> Tâche courte 1:
Relevez tous les dessinateurs dont la lettre sur la Henriade cite les dessins pour cet ouvrage.
> Tâche courte 2:
Répondez aux questions suivantes d'après la lettre sur la Henriade.
(a) Qui se trouvait dans le petit comité où la lettre a été communiquée ?
(b) En quel format Mrs Crammer veulent-ils faire leur belle édition ?
(c) De quelle académie le géographe M. Danvile est-il membre ?
> Tâche courte 3:
Poursuivez la lettre sur la Henriade à partir de sa dernière phrase.

> Texte fourni:

━━━━

Votre commission n'a point tardé à se faire, mais j'ai tardé un peu à vous le faire savoir.
Je fis part il y a quelques jours de votre Lettre dans un petit comité où se trouva M. de Boissi et il me prévint lui même assés pour que je me fisse prier. J'avois aprouvé cette lettre, elle est familière et noble, et par conséquent également propre pour le Public comme pour un ami. Le trait sur l'amiral Bing est bien amené et ne déplaira pas ici je vous assure, c'est le ton qu'il falloit prendre.

On m'a fait part de nouveaux desseins pour la Henriade dans une belle Edition que Mrs Crammer méditent de faire in 4. dans deux ou trois ans. J'en ai été beaucoup plus content que de[s] desseins de le Moine, de Veughla et même de De Troyes. Ils sont de M. Gravelot, frère de M. Danvile, le Géographe qui est de l'Académie des belles Lettres, tous deux mes anciens camarades de collège et qui m'ont toujours témoigné beaucoup d'amitié. Ils ont toujours aussi été admirateurs et deffenseurs de vos ouvrages. Ils sont fort habiles gens l'un et l'autre, et ils peuvent vous être de quelque utilité. Ils sont d'ailleurs pleins de discrétion et d'honeur. Le dessinateur a deu vous écrire.

━━━━

> Extraits du matériel:
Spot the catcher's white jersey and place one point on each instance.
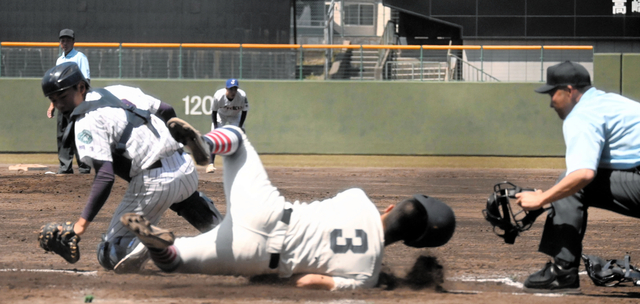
(229, 111)
(97, 133)
(135, 96)
(340, 237)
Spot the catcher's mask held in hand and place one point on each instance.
(501, 215)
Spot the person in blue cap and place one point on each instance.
(65, 154)
(230, 106)
(602, 141)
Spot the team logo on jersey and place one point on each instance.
(85, 136)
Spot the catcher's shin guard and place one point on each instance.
(199, 211)
(111, 252)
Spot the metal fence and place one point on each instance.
(299, 62)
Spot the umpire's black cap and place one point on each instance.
(563, 74)
(61, 77)
(67, 33)
(441, 223)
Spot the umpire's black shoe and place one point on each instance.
(552, 277)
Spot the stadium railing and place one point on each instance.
(472, 63)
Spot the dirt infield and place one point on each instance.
(478, 266)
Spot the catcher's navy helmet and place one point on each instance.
(441, 223)
(61, 77)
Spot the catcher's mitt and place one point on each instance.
(500, 213)
(61, 239)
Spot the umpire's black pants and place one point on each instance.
(614, 190)
(65, 155)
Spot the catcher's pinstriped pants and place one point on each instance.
(614, 190)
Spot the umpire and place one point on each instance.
(602, 137)
(70, 54)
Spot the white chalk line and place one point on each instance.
(81, 272)
(503, 280)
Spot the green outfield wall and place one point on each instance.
(398, 118)
(334, 117)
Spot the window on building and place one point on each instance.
(358, 14)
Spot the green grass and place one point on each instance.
(373, 161)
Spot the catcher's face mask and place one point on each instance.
(500, 214)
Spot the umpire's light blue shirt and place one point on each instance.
(602, 131)
(79, 58)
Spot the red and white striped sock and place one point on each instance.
(224, 141)
(167, 259)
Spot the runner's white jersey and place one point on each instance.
(229, 112)
(341, 237)
(136, 97)
(98, 132)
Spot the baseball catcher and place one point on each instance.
(500, 213)
(61, 239)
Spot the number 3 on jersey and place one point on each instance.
(337, 233)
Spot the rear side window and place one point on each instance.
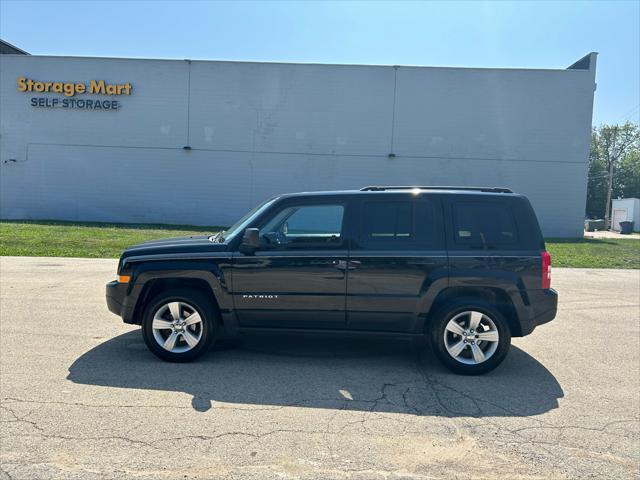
(398, 225)
(387, 221)
(484, 225)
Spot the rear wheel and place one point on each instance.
(470, 336)
(179, 325)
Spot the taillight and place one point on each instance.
(546, 270)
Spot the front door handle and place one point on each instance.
(346, 265)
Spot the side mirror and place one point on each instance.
(250, 240)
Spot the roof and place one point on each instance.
(493, 191)
(7, 48)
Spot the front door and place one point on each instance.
(297, 279)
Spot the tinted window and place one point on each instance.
(304, 226)
(387, 221)
(391, 225)
(483, 225)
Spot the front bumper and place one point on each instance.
(543, 306)
(117, 300)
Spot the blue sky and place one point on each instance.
(468, 34)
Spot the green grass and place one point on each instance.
(72, 239)
(594, 253)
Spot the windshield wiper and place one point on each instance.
(217, 237)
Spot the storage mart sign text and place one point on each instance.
(69, 89)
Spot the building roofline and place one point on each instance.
(80, 57)
(22, 52)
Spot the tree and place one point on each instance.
(614, 167)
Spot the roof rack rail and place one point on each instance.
(380, 188)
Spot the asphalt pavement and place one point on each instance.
(81, 397)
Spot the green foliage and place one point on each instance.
(594, 252)
(66, 239)
(618, 145)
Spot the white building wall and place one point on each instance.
(258, 129)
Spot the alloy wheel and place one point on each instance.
(471, 337)
(177, 327)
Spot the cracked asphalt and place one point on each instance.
(82, 398)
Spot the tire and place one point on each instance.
(492, 326)
(189, 340)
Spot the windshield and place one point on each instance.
(244, 221)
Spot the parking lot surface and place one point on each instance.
(81, 397)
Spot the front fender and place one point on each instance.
(215, 273)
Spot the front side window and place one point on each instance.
(304, 226)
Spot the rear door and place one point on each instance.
(397, 256)
(297, 279)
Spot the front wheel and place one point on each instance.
(470, 336)
(179, 325)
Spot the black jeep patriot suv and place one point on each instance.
(464, 267)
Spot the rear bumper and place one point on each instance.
(117, 300)
(543, 306)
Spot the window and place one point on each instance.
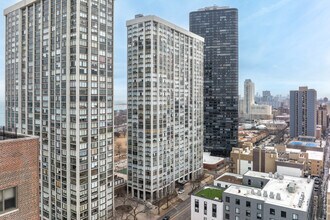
(8, 199)
(259, 206)
(196, 205)
(259, 216)
(272, 211)
(214, 210)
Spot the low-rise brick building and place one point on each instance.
(19, 177)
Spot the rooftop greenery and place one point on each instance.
(210, 193)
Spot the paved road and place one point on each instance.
(323, 197)
(179, 212)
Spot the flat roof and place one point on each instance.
(315, 155)
(302, 143)
(142, 18)
(303, 191)
(210, 192)
(208, 159)
(18, 5)
(231, 178)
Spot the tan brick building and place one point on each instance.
(19, 177)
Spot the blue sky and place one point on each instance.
(283, 44)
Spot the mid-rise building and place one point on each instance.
(253, 111)
(59, 86)
(249, 92)
(254, 195)
(165, 106)
(219, 27)
(322, 117)
(303, 112)
(19, 176)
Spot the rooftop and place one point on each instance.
(315, 155)
(209, 192)
(141, 18)
(208, 159)
(231, 178)
(304, 144)
(290, 192)
(7, 135)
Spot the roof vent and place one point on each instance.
(259, 192)
(278, 196)
(139, 16)
(291, 187)
(265, 194)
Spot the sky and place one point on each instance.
(283, 44)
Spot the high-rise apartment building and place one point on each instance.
(59, 86)
(219, 27)
(249, 92)
(303, 112)
(165, 106)
(322, 117)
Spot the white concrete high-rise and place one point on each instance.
(303, 112)
(249, 93)
(59, 86)
(165, 106)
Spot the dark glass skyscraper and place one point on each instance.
(219, 27)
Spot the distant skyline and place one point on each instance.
(283, 44)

━━━━

> Réponse 1:
Le Moine, Veughla, De Troyes et M. Gravelot.

> Réponse 2:
(a) M. de Boissi.
(b) In 4.
(c) L'Académie des belles Lettres.

> Réponse 3:
Le commentaire qu'a fait M. l'abé Trublet sur l'article de M. de Fontenelle dans les hommes illustres du siècle de Louis 14 est une preuve de l'impartialité de tous les jugements que vous en avés portés. Il y a pourtant certains hommes illustres qu'on se plaint que vous ne distingués pas assés ny selon leur Génie ny selon leurs travaux. Tels sont les P. Petau et Sirmond, Dom Mabillon et Ducange, dont vous faites croire que vous ne connoissés pas assés les ouvrages. Ils sont des hommes aussi extraordinaires sur la terre que tous les grands hommes des autres genres. Il n'y a personne qui en lisant les belles préfaces des Glossaires de Du Cange ne le regarde comme un Philosophe et un homme de Génie. Vous les traités trop légérement.

Vous aurés été content du beau discours de M. Seguier l'avocat général. Il y a beaucoup de finesse d'esprit et d'élévation. Il fait honeur au nom qu'il porte. Son stile n'a rien de maniéré, enfin c'est de la grande et belle éloquence. Ce discours est un cattivo vicino pour M. de Nivernois qui noye ou entortille toutes ses idées comme si on le faisoit exprès.

La Comédie de M. Diderot est si fort déchirée malgré tous ses applaudissemens dans les bureaux d'esprit qu'ils ont abandonné le dessein et les démarches qu'ils ont fait pour la faire représenter. Les éloges qu'il vous donne avec justice dans sa Poétique ne vous la feront pas aprouver. Il ne connoit ni le Théâtre, ni le stile de la Comédie.

Je reviens de la campagne et j'y retourne. Que n'est il aussi facile d'aller aux Délices! Je vous embrasse bien de tout mon cœur.